• **PROVIDED RECORDS**
────

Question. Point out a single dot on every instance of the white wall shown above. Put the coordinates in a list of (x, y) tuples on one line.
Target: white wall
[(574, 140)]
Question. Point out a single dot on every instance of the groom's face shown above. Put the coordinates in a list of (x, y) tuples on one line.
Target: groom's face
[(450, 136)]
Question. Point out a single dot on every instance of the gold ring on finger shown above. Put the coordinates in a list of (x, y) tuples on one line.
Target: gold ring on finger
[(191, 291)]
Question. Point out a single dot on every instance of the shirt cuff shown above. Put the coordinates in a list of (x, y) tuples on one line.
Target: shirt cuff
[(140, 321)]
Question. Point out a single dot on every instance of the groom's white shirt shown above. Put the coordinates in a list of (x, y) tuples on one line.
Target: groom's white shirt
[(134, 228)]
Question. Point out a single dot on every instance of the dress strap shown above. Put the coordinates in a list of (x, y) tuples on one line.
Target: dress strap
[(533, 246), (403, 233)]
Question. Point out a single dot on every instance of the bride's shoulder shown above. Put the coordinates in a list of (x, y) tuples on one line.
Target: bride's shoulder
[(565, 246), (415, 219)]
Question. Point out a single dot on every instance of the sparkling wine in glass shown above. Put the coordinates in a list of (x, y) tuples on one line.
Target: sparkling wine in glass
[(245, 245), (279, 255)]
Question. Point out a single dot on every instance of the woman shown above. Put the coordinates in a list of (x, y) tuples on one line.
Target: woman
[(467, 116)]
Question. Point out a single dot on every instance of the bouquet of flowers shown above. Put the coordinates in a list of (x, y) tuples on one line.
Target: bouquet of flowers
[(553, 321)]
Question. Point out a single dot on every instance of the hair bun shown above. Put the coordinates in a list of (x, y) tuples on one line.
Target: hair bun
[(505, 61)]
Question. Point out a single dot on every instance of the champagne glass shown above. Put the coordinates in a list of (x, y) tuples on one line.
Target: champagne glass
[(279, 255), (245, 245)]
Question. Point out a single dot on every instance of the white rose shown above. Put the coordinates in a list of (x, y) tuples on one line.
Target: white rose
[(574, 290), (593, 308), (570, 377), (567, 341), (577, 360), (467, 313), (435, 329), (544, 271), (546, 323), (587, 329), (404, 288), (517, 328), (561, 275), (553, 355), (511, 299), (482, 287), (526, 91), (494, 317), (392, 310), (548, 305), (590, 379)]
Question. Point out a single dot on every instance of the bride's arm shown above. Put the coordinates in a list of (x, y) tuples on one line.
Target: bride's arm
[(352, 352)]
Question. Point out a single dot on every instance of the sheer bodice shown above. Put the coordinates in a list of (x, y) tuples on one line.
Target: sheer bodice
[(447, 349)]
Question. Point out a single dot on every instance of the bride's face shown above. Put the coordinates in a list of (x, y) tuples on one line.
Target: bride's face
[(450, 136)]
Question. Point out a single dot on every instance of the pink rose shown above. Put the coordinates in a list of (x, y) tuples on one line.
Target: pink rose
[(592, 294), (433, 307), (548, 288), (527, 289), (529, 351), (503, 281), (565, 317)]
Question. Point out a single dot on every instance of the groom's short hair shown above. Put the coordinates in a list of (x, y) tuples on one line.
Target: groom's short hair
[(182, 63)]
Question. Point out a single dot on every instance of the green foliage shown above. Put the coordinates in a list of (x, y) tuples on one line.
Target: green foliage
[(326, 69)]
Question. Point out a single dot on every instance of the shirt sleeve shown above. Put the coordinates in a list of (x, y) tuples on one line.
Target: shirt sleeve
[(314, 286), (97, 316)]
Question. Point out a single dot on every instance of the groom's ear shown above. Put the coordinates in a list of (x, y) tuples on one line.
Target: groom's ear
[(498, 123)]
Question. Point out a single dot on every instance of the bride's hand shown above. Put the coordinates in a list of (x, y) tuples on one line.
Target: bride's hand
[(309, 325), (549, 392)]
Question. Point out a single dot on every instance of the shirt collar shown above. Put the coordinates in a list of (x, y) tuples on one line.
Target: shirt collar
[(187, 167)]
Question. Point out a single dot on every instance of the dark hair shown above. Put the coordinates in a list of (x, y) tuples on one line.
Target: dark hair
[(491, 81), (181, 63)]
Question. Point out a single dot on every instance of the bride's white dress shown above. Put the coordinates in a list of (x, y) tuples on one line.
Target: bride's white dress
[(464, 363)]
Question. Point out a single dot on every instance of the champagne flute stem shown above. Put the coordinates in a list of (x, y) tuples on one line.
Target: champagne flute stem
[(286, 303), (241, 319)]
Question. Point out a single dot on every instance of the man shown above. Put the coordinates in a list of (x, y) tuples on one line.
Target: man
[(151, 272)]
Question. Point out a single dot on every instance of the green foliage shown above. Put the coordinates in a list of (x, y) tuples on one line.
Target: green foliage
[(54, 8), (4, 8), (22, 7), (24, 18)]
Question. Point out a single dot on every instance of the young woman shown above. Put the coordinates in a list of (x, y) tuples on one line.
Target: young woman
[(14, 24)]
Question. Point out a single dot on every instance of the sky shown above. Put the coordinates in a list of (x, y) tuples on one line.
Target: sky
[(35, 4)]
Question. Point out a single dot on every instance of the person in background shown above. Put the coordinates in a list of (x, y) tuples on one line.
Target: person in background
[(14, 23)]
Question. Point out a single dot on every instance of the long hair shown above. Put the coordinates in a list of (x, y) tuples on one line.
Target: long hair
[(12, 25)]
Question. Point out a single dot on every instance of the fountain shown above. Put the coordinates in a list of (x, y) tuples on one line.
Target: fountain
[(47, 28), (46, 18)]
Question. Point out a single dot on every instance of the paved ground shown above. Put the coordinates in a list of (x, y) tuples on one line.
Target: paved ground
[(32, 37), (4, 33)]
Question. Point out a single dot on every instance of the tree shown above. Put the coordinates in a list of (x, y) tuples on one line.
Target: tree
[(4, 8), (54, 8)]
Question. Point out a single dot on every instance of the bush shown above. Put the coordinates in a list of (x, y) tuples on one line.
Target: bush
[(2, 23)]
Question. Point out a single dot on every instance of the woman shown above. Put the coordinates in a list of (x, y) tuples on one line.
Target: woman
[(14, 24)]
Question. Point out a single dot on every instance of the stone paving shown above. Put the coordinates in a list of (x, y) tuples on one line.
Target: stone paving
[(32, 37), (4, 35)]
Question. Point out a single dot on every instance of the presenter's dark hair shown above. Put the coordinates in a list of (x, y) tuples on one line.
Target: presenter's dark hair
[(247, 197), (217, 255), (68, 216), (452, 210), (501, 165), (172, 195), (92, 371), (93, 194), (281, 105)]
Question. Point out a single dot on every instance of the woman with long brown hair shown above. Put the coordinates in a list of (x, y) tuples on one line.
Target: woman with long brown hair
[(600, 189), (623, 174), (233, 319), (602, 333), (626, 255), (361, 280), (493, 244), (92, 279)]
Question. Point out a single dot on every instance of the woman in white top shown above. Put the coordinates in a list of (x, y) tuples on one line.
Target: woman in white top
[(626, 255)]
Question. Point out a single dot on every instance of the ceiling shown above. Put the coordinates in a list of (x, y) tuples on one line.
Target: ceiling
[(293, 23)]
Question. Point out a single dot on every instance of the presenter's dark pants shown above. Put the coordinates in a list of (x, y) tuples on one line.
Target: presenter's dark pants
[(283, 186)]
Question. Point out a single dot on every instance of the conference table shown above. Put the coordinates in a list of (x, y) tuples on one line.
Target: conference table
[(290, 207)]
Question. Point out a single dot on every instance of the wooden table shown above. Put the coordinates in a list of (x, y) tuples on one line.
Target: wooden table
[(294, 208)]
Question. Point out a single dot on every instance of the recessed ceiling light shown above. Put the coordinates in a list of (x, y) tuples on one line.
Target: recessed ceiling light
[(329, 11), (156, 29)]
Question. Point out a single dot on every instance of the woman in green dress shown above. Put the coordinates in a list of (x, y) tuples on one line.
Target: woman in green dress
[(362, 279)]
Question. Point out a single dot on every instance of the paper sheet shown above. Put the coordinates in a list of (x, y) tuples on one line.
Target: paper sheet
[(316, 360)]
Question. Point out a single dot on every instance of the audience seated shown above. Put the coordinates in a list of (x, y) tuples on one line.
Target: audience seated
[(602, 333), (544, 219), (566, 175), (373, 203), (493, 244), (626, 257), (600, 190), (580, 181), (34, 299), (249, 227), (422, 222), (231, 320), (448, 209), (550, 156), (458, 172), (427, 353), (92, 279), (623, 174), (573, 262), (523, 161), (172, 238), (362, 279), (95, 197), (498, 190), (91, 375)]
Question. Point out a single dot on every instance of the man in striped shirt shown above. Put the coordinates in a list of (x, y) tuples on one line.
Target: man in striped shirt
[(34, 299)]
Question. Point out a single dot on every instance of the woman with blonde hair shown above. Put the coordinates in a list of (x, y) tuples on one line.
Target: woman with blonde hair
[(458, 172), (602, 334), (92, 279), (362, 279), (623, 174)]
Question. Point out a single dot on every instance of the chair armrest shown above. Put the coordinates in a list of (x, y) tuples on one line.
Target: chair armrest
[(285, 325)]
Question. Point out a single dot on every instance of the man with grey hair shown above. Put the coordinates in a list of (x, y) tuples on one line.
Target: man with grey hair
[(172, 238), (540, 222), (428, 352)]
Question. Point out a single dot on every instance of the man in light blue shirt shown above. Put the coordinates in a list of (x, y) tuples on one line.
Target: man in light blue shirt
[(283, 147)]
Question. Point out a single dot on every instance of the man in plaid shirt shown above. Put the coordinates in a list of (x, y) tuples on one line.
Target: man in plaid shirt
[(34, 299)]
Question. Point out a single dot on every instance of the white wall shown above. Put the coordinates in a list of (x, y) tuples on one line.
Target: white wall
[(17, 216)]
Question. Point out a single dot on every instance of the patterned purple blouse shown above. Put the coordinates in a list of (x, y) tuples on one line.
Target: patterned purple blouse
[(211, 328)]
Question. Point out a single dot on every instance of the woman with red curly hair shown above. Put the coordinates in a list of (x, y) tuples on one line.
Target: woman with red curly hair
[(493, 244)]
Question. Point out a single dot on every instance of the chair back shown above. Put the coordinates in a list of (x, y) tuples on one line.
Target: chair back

────

• **REQUIREMENT**
Rewrite the data from the line with "of the audience" up to and including the line with "[(172, 238), (540, 222), (428, 352)]", swapping "grey" for "gray" and leaving everything else unchanged.

• **RESULT OF THE TASK**
Question. Point out a single dot on every instance of the audience seated shown above. Put the coordinates in a list of (x, y) tuples on one line.
Target: audience seated
[(602, 333), (544, 219), (566, 175), (373, 203), (493, 244), (626, 257), (600, 190), (580, 181), (34, 299), (249, 227), (422, 222), (231, 320), (448, 209), (550, 156), (458, 172), (427, 353), (92, 279), (623, 174), (573, 262), (523, 161), (172, 238), (362, 279), (95, 197), (498, 190), (91, 375)]
Question. Point out a single dot on every instance of the man in striped shirt shown above. Put the coordinates in a list of (x, y) tuples on one line.
Target: man in striped shirt
[(34, 299)]
Question. Point out a single dot on every instance of the woman with blonde hair shown above. Put the coordinates in a list of (x, y) tuples on one line.
Target: woman with blonde hair
[(458, 172), (602, 334), (92, 279), (362, 279), (623, 174)]
Question. Point out a single dot on every instance of the chair armrest shown above. Put the coordinates in a list of (x, y) tuples on one line.
Target: chair armrest
[(285, 325)]
Question. Point out a single dot on every instance of the man with gray hair shown above. Put the coordinates in a list of (x, y) tuples on one line.
Target: man with gray hair
[(172, 238), (540, 222), (428, 352)]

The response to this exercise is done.